[EXERCISE DETAILS] Copy the records below exactly, beginning with the line that contains "# test: pointer drops one pin on the green" and continuing through the last line of the records.

[DATA]
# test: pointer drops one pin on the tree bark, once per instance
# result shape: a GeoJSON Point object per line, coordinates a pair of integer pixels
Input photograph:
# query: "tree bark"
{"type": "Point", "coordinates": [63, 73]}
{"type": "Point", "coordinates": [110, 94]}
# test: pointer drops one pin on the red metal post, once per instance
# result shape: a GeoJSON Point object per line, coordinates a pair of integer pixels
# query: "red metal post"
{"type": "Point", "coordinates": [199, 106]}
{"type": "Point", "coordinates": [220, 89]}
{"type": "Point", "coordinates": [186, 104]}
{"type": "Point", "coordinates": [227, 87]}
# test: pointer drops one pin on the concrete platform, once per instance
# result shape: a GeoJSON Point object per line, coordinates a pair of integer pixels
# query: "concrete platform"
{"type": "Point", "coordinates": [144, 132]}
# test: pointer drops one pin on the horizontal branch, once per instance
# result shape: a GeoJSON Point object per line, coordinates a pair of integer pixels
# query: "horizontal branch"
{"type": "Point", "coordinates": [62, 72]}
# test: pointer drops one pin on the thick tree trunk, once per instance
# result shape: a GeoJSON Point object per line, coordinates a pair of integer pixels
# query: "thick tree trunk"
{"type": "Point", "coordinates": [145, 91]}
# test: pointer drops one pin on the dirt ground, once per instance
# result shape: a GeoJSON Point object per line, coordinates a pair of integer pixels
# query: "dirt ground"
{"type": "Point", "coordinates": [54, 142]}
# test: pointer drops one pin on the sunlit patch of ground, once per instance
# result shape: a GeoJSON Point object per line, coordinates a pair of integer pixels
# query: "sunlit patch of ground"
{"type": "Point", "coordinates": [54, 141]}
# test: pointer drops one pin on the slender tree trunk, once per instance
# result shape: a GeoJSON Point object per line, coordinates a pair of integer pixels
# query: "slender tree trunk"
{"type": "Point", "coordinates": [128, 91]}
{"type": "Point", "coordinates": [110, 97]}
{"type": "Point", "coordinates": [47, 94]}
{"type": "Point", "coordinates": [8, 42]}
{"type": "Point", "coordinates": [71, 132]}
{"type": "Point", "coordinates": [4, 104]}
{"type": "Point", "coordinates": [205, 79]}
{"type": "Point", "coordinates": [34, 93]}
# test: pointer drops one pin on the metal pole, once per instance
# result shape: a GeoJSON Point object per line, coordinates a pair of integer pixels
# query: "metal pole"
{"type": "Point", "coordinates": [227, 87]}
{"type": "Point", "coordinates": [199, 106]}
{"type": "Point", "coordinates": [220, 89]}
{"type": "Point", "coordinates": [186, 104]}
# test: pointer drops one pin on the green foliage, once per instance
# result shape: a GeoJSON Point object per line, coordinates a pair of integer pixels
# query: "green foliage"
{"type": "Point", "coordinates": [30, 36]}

[WRITTEN SOLUTION]
# test: pointer drops one pin on the green foliage, once per instance
# result shape: a GeoJSON Point object per line, coordinates a pair of integer pixels
# query: "green foliage"
{"type": "Point", "coordinates": [30, 36]}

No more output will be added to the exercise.